(Stored data)
____

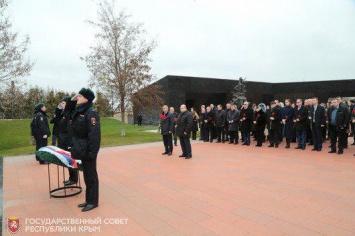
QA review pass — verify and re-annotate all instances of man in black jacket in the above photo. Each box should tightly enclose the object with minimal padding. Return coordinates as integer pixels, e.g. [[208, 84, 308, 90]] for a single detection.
[[293, 99, 308, 150], [137, 113, 143, 126], [71, 88, 101, 212], [224, 103, 231, 141], [327, 99, 349, 154], [268, 102, 282, 148], [159, 105, 174, 156], [202, 107, 215, 143], [308, 98, 325, 152], [214, 104, 226, 143], [57, 97, 78, 186], [31, 103, 51, 164], [176, 105, 193, 159], [169, 107, 179, 146], [49, 107, 62, 146]]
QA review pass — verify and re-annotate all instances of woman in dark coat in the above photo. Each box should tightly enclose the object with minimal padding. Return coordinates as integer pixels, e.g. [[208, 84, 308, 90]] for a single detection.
[[281, 99, 294, 148], [253, 103, 266, 147], [240, 102, 254, 146], [191, 107, 200, 140], [227, 105, 239, 144]]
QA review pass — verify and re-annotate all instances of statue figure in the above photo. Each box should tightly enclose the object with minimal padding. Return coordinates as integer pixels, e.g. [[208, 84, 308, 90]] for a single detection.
[[230, 77, 247, 109]]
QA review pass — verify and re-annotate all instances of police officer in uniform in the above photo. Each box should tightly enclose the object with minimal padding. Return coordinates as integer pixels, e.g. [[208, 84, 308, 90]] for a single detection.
[[169, 107, 179, 146], [176, 105, 193, 159], [57, 97, 78, 186], [31, 103, 51, 164], [159, 105, 175, 156], [71, 88, 101, 212]]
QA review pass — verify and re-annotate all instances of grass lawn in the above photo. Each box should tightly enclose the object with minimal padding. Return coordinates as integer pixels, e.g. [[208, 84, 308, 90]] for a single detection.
[[0, 118, 162, 156]]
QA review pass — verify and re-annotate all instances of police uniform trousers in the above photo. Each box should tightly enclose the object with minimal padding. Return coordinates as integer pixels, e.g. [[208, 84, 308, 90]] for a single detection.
[[180, 136, 192, 156], [36, 138, 48, 162], [163, 134, 173, 153], [59, 145, 78, 182], [329, 125, 348, 151], [82, 158, 99, 205]]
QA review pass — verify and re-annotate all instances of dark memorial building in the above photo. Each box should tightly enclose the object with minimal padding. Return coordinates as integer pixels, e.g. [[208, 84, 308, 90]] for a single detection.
[[135, 75, 355, 124]]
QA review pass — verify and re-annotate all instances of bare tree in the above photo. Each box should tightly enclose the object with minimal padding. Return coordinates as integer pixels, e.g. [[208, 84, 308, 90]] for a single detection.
[[82, 1, 159, 136], [0, 0, 34, 83]]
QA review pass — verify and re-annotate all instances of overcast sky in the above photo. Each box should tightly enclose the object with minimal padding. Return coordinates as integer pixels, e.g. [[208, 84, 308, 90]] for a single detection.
[[6, 0, 355, 91]]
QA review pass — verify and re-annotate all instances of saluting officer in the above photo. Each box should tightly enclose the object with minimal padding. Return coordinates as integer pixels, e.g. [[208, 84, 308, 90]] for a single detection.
[[57, 97, 78, 186], [31, 103, 51, 164], [159, 105, 175, 156], [176, 105, 193, 159], [71, 88, 101, 212]]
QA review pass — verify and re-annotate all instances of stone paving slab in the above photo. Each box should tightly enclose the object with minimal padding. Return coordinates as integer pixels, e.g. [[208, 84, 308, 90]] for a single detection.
[[3, 142, 355, 236]]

____

Task instructions:
Convert everything above from the line containing "instances of overcast" down to the line containing "[[6, 0, 355, 91]]", both lines included, into a numbered list, leaving out any blank lines.

Complete answer:
1. QA review pass — verify and re-annotate all instances of overcast sky in the above photo. Each box should tightly enclose the object with minimal padding. Return coordinates as integer pixels, e.g. [[208, 84, 308, 90]] for a single detection.
2. [[6, 0, 355, 91]]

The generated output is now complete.